### Data in this exercise ###

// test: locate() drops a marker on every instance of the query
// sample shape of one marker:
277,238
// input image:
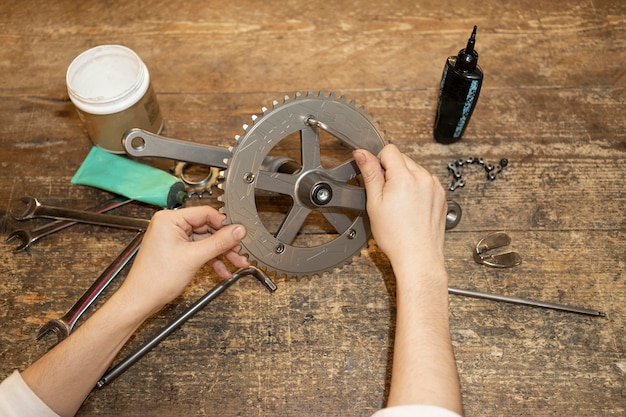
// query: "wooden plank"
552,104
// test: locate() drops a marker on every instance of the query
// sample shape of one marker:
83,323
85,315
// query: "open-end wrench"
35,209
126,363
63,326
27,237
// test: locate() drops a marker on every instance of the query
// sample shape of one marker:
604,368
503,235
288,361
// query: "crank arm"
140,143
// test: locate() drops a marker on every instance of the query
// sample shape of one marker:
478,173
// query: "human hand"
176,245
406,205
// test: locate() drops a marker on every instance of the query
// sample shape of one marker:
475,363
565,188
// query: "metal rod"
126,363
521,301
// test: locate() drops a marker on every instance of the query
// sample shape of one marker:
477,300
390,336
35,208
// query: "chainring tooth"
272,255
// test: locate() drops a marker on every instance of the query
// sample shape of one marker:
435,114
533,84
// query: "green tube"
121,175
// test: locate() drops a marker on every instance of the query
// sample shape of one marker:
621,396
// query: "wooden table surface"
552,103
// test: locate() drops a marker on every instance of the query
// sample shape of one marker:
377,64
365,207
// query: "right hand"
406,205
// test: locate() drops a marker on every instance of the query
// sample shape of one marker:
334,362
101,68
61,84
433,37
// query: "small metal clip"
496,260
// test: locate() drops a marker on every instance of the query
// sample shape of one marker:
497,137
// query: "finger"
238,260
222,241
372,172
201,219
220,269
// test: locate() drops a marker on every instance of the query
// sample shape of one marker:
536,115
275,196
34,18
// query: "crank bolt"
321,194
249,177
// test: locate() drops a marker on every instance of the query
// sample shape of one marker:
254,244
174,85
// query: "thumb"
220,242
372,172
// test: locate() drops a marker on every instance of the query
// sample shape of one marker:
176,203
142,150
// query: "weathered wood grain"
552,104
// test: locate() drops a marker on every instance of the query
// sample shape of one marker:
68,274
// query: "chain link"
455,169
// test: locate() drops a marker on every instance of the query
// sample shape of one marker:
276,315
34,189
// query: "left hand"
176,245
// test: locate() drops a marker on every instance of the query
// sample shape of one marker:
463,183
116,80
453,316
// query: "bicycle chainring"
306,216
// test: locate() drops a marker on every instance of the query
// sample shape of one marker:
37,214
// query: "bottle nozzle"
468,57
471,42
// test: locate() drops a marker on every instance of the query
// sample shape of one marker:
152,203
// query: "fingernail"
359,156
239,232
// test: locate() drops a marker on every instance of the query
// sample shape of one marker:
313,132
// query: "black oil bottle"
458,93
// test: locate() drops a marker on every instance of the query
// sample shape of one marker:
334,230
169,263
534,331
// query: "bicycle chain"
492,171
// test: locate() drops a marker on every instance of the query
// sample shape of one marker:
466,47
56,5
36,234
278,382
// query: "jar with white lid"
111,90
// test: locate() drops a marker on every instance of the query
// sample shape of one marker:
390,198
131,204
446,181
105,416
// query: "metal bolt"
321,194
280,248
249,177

###

### What is needed
Without the pictures, write out every entry precisely as it appears.

### Correct result
// test: locate() drops a marker on every instance of the query
// sample shape of one marker:
277,238
// input image:
// query: "wooden plank"
552,104
// test: locate() drops a marker on every instance of the query
// sample shape of one marker:
83,323
85,315
// query: "open-end wrench"
35,209
126,363
63,326
27,237
// test: locate() drops a marker on every instance of the query
// sample shape of one marker:
604,368
503,235
288,361
// query: "crank arm"
140,143
// test: locate() drops a marker on every instance of the query
// sample shape of one marker:
478,173
// query: "human hand"
176,245
406,205
// test: locate() drops a marker on every instance of the query
// sample shape of one marker:
475,363
565,188
// query: "metal rod"
126,363
521,301
// test: locate() drops a marker on every instance of the query
// sample shape of one marker:
477,300
390,336
35,208
// query: "chainring tooth"
272,255
// test: locate() drops a marker on every instance of the query
// sample shape of one marker:
435,114
533,84
// query: "green tube"
121,175
// test: locate() drops a marker on every instance of the query
// sample shape of one marker:
621,396
// query: "wooden table surface"
552,103
// test: locate() drops a marker on every instance of the query
// sample shape of one marker:
377,64
365,207
// query: "right hand"
406,205
// test: locate() drops a marker on every instance of the query
// sample shape of one marker:
334,362
101,68
61,84
433,37
// query: "small metal clip"
496,260
// test: locate() drops a marker on every instance of the query
// sample shape of one marker:
497,137
// query: "finger"
238,260
222,241
372,172
201,219
220,269
// test: locate() drops a marker on every instance of the query
// sample shape of one marker:
536,115
275,196
34,18
// query: "crank bolt"
321,194
249,177
// test: locate() drops a marker on every instance of the query
// sample shape of one marker:
254,244
174,85
// query: "thumb"
220,242
372,172
// test: locate() drops a marker on every instance of the query
// sample shape of one marker:
176,203
142,150
// query: "weathered wood grain"
552,104
// test: locate() drops a marker on every instance of the query
// sample shape of one marker:
68,274
// query: "chain link"
455,169
// test: locate() drops a marker on every instance of the query
// sample shape of one marker:
276,315
34,189
// query: "left hand"
176,245
// test: locate() drops a marker on every instance of the query
// sample shape of one marker:
463,183
116,80
453,316
// query: "bicycle chainring"
306,216
// test: locate() drops a marker on every instance of the query
// sample shape of one marker:
37,214
// query: "bottle nozzle"
468,57
471,42
// test: locate() drops a marker on every instance of the query
// sample shape of one marker:
152,203
// query: "fingernail"
359,156
239,232
// test: locate() drops a marker on every instance of the query
// sample shape of one marker:
313,132
// query: "black oil bottle"
458,93
// test: locate() drops a marker on every instance of the query
// sample shape of one marker:
334,230
169,263
534,331
// query: "bicycle chain"
492,171
// test: locate() drops a marker on every instance of the query
// sample shape of one marker:
466,47
56,5
36,234
278,382
// query: "jar with white lid"
111,90
// test: locate() drops a marker on every instance of the query
// sample shape of one marker:
390,198
131,204
446,181
105,416
// query: "metal bolt"
321,194
280,248
249,177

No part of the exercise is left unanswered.